### Written instruction
Copy out the records below with every occurrence of "routine" replaced by "function" and nothing else altered. Leave the pictures out.
----
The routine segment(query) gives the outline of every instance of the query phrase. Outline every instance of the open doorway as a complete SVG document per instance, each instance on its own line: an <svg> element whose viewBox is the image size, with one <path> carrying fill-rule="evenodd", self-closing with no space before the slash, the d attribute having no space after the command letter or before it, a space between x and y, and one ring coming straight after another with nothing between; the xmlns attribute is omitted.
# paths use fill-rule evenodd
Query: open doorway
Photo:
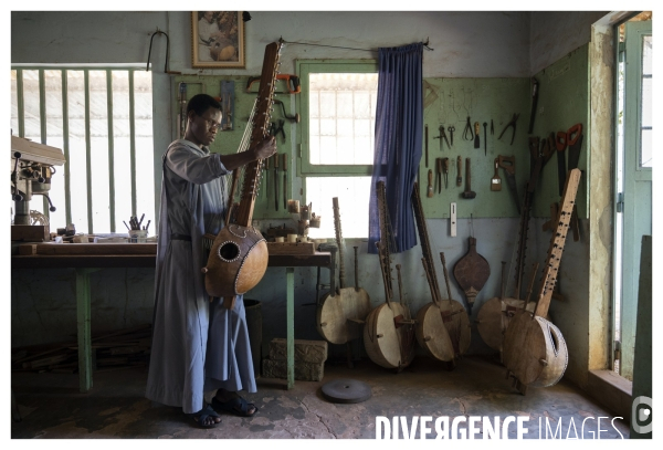
<svg viewBox="0 0 663 450"><path fill-rule="evenodd" d="M640 242L652 233L652 12L617 28L612 369L632 380Z"/></svg>

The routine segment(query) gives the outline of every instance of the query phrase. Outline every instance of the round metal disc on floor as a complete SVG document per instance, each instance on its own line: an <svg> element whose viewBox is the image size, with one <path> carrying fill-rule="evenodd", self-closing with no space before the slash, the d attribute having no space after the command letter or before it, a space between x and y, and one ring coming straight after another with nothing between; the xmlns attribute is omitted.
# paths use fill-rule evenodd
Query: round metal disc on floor
<svg viewBox="0 0 663 450"><path fill-rule="evenodd" d="M323 385L323 396L335 404L358 404L371 396L370 386L356 379L335 379Z"/></svg>

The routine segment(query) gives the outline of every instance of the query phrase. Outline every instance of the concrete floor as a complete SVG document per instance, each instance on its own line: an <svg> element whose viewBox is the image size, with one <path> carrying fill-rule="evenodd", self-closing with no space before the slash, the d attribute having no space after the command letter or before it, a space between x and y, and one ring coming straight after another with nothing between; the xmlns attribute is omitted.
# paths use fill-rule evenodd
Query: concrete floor
<svg viewBox="0 0 663 450"><path fill-rule="evenodd" d="M359 404L325 400L320 387L338 378L367 383L371 398ZM611 423L611 414L569 383L530 388L523 396L505 378L505 368L486 357L465 357L453 371L436 360L418 357L400 374L368 359L356 362L351 369L340 362L327 362L322 383L296 381L292 390L285 389L284 380L259 378L259 391L245 395L260 408L257 415L222 415L223 421L213 429L194 428L181 409L147 400L146 379L145 367L95 371L94 387L88 394L81 394L77 375L14 373L11 384L22 420L12 421L11 438L375 439L378 416L390 421L394 416L403 416L408 426L417 416L431 416L433 421L446 418L449 423L463 416L498 416L501 421L528 416L524 422L528 433L524 438L536 439L546 437L546 423L558 439L596 439L597 419L602 417L601 439L629 437L625 421L617 419ZM424 435L433 439L434 425L429 427L431 431ZM467 422L459 428L466 429ZM420 433L418 428L415 436ZM475 438L482 436L477 433ZM508 437L516 437L515 423L509 425Z"/></svg>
----
### Exercise answer
The function segment(query) gives the outline of every instance of the query phrase. Outline every instance of the open doorway as a complete SVG document per instance, each instance on its own line: an <svg> element whose viewBox is the image size, with one <path> carrying fill-rule="evenodd", self-closing with no space before the slash, the d attribute having no space after the command letter or before it, a space between x and y, and one ring coming straight after another with nothing between; the xmlns attribute is omitted.
# paths use fill-rule evenodd
Query: open doorway
Photo:
<svg viewBox="0 0 663 450"><path fill-rule="evenodd" d="M640 242L652 233L652 12L617 28L612 369L632 380Z"/></svg>

The function segment(query) gives the outline of every instance of the query phrase. Outline every instance of the round metal disc on floor as a complete SVG document per instance, each instance on its own line: an <svg> element whose viewBox is the image size, with one <path> carrying fill-rule="evenodd", self-closing with no space before the slash, the d attribute having no space after the command letter or before it, a space between x and y, and one ring coming straight after another with nothing between; the xmlns attribute is omitted.
# paths use fill-rule evenodd
Query: round metal disc on floor
<svg viewBox="0 0 663 450"><path fill-rule="evenodd" d="M323 385L323 396L335 404L358 404L371 396L370 386L356 379L335 379Z"/></svg>

The function segment(query) gives the outline of every instance of the query phrase. Outline every instance of the concrete floor as a complete SVG document per instance, each instance on its own line: an <svg> element whose viewBox is the image size, with one <path> carrying fill-rule="evenodd", self-closing with no space before the slash, the d attribute having no space after the command letter or before it, a space between x and y, and one ring coming straight after another with nothing between; the xmlns attribute is omitted.
# paths use fill-rule evenodd
Query: concrete floor
<svg viewBox="0 0 663 450"><path fill-rule="evenodd" d="M359 404L325 400L320 387L338 378L367 383L371 398ZM611 423L611 414L569 383L530 388L523 396L505 378L505 368L486 357L465 357L453 371L436 360L418 357L400 374L368 359L356 362L351 369L340 362L327 362L322 383L296 381L292 390L285 389L284 380L259 378L259 391L245 395L260 408L257 415L222 415L223 421L213 429L194 428L181 409L147 400L146 379L145 367L95 371L94 387L88 394L81 394L77 375L14 373L11 384L22 420L12 421L11 438L375 439L378 416L390 421L394 416L403 416L408 426L417 416L431 416L433 421L446 418L449 423L463 416L498 416L501 421L528 416L524 422L528 433L524 438L536 439L546 437L546 423L558 439L596 439L597 419L602 417L601 439L629 437L625 421L617 419ZM424 435L433 439L434 425L429 427L431 431ZM467 422L459 428L466 429ZM420 433L418 428L415 436ZM475 438L482 436L477 433ZM508 437L516 437L515 423L509 425Z"/></svg>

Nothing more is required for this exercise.